*Exercise brief*: Repeat all of the entries, please, keeping each line exact.

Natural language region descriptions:
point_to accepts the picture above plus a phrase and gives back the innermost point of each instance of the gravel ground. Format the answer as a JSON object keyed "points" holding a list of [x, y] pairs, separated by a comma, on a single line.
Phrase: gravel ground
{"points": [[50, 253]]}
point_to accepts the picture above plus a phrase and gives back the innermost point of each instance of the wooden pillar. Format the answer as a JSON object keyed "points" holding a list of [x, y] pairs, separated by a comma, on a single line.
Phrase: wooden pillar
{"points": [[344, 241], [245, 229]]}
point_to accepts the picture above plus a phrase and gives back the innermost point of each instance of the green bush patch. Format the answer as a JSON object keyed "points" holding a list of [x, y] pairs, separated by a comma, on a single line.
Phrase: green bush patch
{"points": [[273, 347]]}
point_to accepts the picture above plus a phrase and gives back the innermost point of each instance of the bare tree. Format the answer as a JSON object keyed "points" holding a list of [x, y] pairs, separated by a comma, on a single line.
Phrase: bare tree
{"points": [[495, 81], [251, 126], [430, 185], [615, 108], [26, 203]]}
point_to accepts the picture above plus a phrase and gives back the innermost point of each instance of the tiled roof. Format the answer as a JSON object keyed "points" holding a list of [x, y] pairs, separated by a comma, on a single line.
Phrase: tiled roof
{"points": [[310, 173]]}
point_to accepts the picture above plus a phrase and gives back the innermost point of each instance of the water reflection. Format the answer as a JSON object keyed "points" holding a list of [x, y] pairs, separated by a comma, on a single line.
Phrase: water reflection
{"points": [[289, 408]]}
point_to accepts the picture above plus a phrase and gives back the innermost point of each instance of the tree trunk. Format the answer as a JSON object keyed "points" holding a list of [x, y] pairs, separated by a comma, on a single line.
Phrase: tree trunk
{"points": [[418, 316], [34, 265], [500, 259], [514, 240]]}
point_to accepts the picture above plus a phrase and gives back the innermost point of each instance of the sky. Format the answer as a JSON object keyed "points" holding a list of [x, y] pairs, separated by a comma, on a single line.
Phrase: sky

*Response to the exercise*:
point_to accepts the picture above plus a phrase and gives back the innermost point of each instance of the gravel ground. Format the answer as a JSON object keyed "points" holding a list of [x, y] pairs, separated by a comma, on a single line.
Phrase: gravel ground
{"points": [[50, 253]]}
point_to accepts the picture above plus a phrase and gives back the innermost point of each instance of the wooden pillar. Format the answer as a JSON object keyed "points" holding a list of [x, y] pairs, separated by a comma, on a single line.
Phrase: wooden pillar
{"points": [[344, 241], [245, 229]]}
point_to accepts the picture above plus a phrase and gives back the innermost point of each instance of the green bush patch. Format the answer as a JSON object keyed "points" holding a list of [x, y] pairs, separated by a comma, on a single line.
Phrase: green bush patch
{"points": [[273, 347]]}
point_to accepts the picture above plus a phrase and gives back the innermost point of each instance of the bare tree. Format the answer as a JSON object keyed "points" holding a list of [x, y] pairs, separated by a comma, on a single line.
Phrase: bare tree
{"points": [[495, 81], [251, 126], [430, 185], [615, 108], [26, 203]]}
point_to accepts the picture above plus a phrase and gives back the innermost point of each instance of the tiled roof. Format the answer as a JSON object keyed "points" holding a list of [x, y] pairs, separated by a comma, on a single line.
Phrase: tiled roof
{"points": [[310, 173]]}
point_to accepts the picture above plus a phrase and gives back the innermost point of each instance of the water reflection. Format the answer as a JSON object keyed "points" holding a list of [x, y] pairs, separated by a comma, on a single line.
Phrase: water reflection
{"points": [[289, 408]]}
point_to accepts the picture above plus a phrase and gives back the innermost point of each instance of the tree trunk. Format the answer as a JSON object keyed "points" holding a list of [x, y] pairs, separated by a comma, on a single line.
Phrase: tree trunk
{"points": [[418, 316], [34, 265], [500, 259], [514, 240]]}
point_to accepts the picture above plus a phrase and gives back the innermost point of each instance of the sky. Format the answer as a JSON object keyed "points" holding a list of [x, y] pairs, separated by a comma, on a single line.
Phrase: sky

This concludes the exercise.